■ **SOAL UNTUK DIPECAHKAN**: Lanjutkan tulisan tentang strategi pengelolaan zakat di bawah ini, mulai setelah kalimat terakhirnya.

■ **TEKS YANG DIBERIKAN**:
—————
Rabu, 25 April 2012

Strategi Pengelolaan Zakat



Oleh : Mashudi Umar

Dalam Islam, zakat dibagi ke dalam dua macam, yaitu zakat jiwa atau fithrah dan zakat harta benda atau mal. Zakat yang pertama merupakan perintah yang paling banyak ditunaikan orang (kemungkinan besar karena ringan dan sangat sederhana). Adapun zakat fithrah harus dibayar oleh setiap Muslim, baik kecil maupun dewasa, secara periodik pada setiap bulan Ramadhan mulai tanggal 27 Ramadhan hingga imam shalat Idul Fitri naik ke atas mimbar.
Berbeda dengan zakat jiwa, pada zakat mal agaknya tidak semua orang memiliki kesadaran penuh untuk membayarkannya (kemungkinan karena berat dan perhitungannya memang tidak gampang). Zakat mal hanya diwajibkan bagi mereka yang sudah dewasa, tentunya juga berkemampuan. Sedang menyangkut waktu pembayaran zakat mal, Rasulullah mengkategorisasikannya kepada dua bagian. Pertama, zakat yang harus dibayar secara berkala, biasanya mengena kepada zakat niaga (termasuk jasa atau profesi), mata uang, dan ternak. Kedua, zakat yang harus dibayar pada saat harta yang terkena zakat itu tiba di tangan, bersifat insidental, lazimnya mengena pada hasil pertanian, hasil perkebunan, hasil tambang, dan harta temuan.
—————
■ **DATA TERKUMPUL**:

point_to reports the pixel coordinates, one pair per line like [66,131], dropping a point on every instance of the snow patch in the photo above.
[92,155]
—————
■ **HASIL TUGAS**:
Karena dari sudut filosofisnya, di samping berfungsi sebagai penyucian jiwa dan harta benda, zakat juga berfungsi, terutama zakat mal, sebagai sarana pemberdayaan ekonomi rakyat dan pencapaian keadilan sosial. Di samping sebagai pilar ekonomi Islam dipandang berpotensi untuk menunjang bagi tercapainya kesejahteraan.

Visi Sosial Zakat
Di dalam al-Qur`an ada dua perintah yang disebutkan secara bersamaan dalam 82 ayat, yaitu shalat dan zakat. Dua perintah ini, dalam banyak ayat al-Qur`an telah menunjukkan diri sebagai sentra dari seluruh jalan ke-Islam-an itu sendiri. Dalam hadits, kedua perintah itu diletakkan sebagai rukun Islam segera setelah pengakuan terhadap eksistensi ke-Esaan Tuhan (syahadat), dan dalam urutan yang mendahului puasa dan haji. Dalam analisis Mas'udi (1991:29), perintah shalat dimaksudkan untuk meneguhkan ke-Islam-an (kepasrahan) pada Tuhan yang bersifat personal. Sementara perintah zakat dimaksudkan untuk mengaktualisasikan ke-Islam-an yang bersifat sosial.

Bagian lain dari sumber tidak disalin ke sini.